Mohammad Imran, the man convicted of raping and murdering 7-year-old Zainab Ansari and killing at least seven other children in Pakistan, was executed on Wednesday at a prison in the eastern city of Lahore.

"Imran was taken to the gallows just before dawn and he has been hanged with a rope in the presence of a magistrate and a doctor," local police official Mohammad Afzal told the The Washington Post on Wednesday.

However, reports said that Imran — who prosecutors described as a serial killer — was hanged also in the presence of Zainab's father, Mohammed Amin Ansari.

Pakistan's high court earlier rejected a request for what would have been a rare public execution.

The highly publicized death Zainab sparked public anger in Kasur, a city of less than a million people in Punjab, Pakistan's most populous state. At least 13 children have been raped and killed there over the past two years — among them, the eight for which Imran was convicted in February.

Protesters in Kasur, angered at what they viewed as authorities' indifference, destroyed police cars and tried to burn down a police station. Two people died in the protests.

"Zainab, in light of your martyrdom, we will seek accountability for all similar events in the past. We will not rest without that," read a poster put up in Kasur after her death.

Ansari and his wife, Nusrat, were on a religious pilgrimage in Saudi Arabia in January when relatives informed him that his daughter had failed to show up for her Quran lesson.

Four days later, her body was found on a trash heap in the city of Kasur, near Lahore.

Zainab's father sought to publicize his daughter's death, spreading awareness with a photo of her that went viral.

Imran was arrested two weeks after Zainab's body was found. Reuters reported police say they found DNA evidence linking him to the death of the girl and seven other girls. He admitted to raping eight boys and girls, and to killing six of them, according to police. He was sentenced to four death sentences.

^^^^

#### Task item
Reproduce the passage of the execution report from "However, reports said" up to and including "convicted in February.". The data after this text isn't needed for any of the work here.

^^^^

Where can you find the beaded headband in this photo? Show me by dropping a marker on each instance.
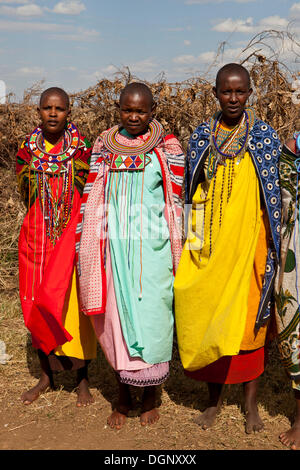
(112, 145)
(49, 162)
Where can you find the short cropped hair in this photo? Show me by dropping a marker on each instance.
(232, 67)
(58, 91)
(136, 87)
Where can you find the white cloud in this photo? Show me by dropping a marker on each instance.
(7, 2)
(201, 2)
(69, 7)
(31, 71)
(29, 10)
(17, 26)
(57, 31)
(229, 25)
(24, 10)
(80, 34)
(295, 8)
(208, 57)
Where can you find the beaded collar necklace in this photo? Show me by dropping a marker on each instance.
(47, 161)
(228, 144)
(233, 135)
(111, 143)
(297, 138)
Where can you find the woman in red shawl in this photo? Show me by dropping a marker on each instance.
(52, 167)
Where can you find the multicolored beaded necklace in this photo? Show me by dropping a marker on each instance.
(54, 174)
(131, 158)
(47, 161)
(227, 148)
(297, 138)
(228, 144)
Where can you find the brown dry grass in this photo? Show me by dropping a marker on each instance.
(181, 106)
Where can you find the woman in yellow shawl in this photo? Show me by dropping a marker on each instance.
(224, 282)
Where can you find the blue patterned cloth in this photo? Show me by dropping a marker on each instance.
(264, 147)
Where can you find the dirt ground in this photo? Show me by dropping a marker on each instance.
(53, 422)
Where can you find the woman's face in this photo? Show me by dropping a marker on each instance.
(233, 92)
(135, 112)
(54, 112)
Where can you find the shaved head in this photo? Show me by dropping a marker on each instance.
(136, 88)
(56, 91)
(232, 69)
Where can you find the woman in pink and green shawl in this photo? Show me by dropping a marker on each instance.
(129, 244)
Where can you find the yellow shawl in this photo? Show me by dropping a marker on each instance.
(214, 274)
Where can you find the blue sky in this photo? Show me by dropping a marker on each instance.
(74, 43)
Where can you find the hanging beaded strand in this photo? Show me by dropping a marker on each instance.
(226, 147)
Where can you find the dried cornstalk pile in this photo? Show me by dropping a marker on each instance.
(180, 108)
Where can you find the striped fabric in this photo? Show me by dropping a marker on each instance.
(92, 280)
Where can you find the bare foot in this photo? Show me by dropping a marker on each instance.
(149, 414)
(291, 438)
(31, 395)
(149, 417)
(116, 420)
(85, 397)
(118, 417)
(207, 418)
(253, 421)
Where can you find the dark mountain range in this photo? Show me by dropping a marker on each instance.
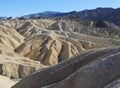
(98, 14)
(102, 14)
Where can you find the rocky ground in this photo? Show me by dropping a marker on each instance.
(64, 53)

^^^^

#### Solved exercise
However, reports said that Imran — who prosecutors described as a serial killer — was hanged also in the presence of Zainab's father, Mohammed Amin Ansari.

Pakistan's high court earlier rejected a request for what would have been a rare public execution.

The highly publicized death Zainab sparked public anger in Kasur, a city of less than a million people in Punjab, Pakistan's most populous state. At least 13 children have been raped and killed there over the past two years — among them, the eight for which Imran was convicted in February.